* **STATED TASK**:
Can you find each line in the records that contains the string "evenodd" and copy those lines out?

[A block of data]
# # #
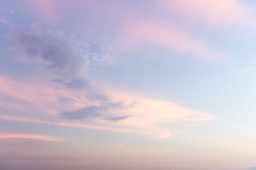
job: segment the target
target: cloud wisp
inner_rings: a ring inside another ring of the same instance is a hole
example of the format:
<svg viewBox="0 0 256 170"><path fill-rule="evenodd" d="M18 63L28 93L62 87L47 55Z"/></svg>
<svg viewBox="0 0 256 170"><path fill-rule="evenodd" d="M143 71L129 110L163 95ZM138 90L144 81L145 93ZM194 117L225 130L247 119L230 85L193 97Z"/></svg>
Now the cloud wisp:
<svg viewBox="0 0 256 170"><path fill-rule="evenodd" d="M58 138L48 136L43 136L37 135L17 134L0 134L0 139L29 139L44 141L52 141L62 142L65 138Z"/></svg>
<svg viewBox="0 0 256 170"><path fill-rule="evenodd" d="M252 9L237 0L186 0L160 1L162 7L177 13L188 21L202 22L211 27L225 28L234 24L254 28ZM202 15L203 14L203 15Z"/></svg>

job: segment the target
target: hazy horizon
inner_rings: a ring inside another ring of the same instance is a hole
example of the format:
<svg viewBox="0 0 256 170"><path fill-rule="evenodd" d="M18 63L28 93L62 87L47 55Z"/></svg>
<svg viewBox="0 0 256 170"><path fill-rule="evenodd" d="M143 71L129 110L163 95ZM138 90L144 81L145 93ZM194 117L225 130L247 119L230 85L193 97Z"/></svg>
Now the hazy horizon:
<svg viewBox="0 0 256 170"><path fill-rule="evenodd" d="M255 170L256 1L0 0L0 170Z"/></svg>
# # #
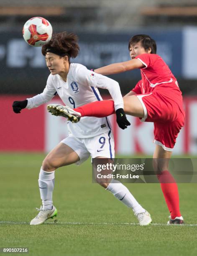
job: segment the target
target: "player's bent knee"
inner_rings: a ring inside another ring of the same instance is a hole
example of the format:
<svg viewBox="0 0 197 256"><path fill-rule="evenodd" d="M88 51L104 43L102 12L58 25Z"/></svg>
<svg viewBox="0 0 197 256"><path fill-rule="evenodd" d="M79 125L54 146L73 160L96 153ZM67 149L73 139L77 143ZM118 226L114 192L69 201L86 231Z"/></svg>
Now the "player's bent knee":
# # #
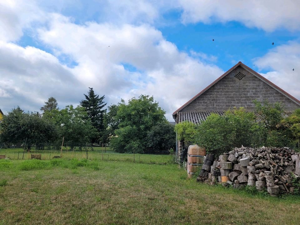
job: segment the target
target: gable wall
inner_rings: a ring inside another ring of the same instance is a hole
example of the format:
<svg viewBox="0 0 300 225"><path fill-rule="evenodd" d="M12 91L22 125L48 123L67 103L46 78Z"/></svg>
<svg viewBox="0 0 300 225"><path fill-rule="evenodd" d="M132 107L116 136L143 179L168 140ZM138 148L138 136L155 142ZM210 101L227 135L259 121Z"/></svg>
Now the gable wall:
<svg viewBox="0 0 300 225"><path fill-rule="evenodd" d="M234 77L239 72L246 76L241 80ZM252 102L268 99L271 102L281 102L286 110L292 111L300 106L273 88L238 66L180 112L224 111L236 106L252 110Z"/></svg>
# # #
* **COMPLETED TASK**:
<svg viewBox="0 0 256 170"><path fill-rule="evenodd" d="M18 63L28 93L62 87L47 55Z"/></svg>
<svg viewBox="0 0 256 170"><path fill-rule="evenodd" d="M143 71L129 110L163 95ZM138 90L144 81L145 93ZM194 117L225 130L247 119L230 85L193 97Z"/></svg>
<svg viewBox="0 0 256 170"><path fill-rule="evenodd" d="M58 138L48 136L43 136L37 135L17 134L0 134L0 139L29 139L44 141L52 141L62 142L65 138Z"/></svg>
<svg viewBox="0 0 256 170"><path fill-rule="evenodd" d="M252 9L237 0L186 0L160 1L162 7L177 13L188 21L202 22L211 27L225 28L234 24L254 28ZM202 15L203 14L203 15Z"/></svg>
<svg viewBox="0 0 256 170"><path fill-rule="evenodd" d="M18 63L28 93L62 87L47 55Z"/></svg>
<svg viewBox="0 0 256 170"><path fill-rule="evenodd" d="M143 71L129 110L163 95ZM138 90L144 81L145 93ZM194 117L225 130L247 119L230 85L193 97Z"/></svg>
<svg viewBox="0 0 256 170"><path fill-rule="evenodd" d="M255 170L256 1L0 0L0 170Z"/></svg>
<svg viewBox="0 0 197 256"><path fill-rule="evenodd" d="M88 51L104 43L102 12L58 25Z"/></svg>
<svg viewBox="0 0 197 256"><path fill-rule="evenodd" d="M79 125L54 146L73 160L96 153ZM67 149L73 139L77 143ZM118 226L114 192L69 201L86 231Z"/></svg>
<svg viewBox="0 0 300 225"><path fill-rule="evenodd" d="M12 91L22 125L48 123L67 103L46 78Z"/></svg>
<svg viewBox="0 0 300 225"><path fill-rule="evenodd" d="M132 107L116 136L143 179L168 140ZM138 148L138 136L155 142ZM210 101L227 135L259 121Z"/></svg>
<svg viewBox="0 0 300 225"><path fill-rule="evenodd" d="M234 77L239 72L246 76L241 80ZM252 102L268 99L271 102L281 102L286 110L292 111L300 106L273 88L238 66L180 112L224 111L236 106L252 110Z"/></svg>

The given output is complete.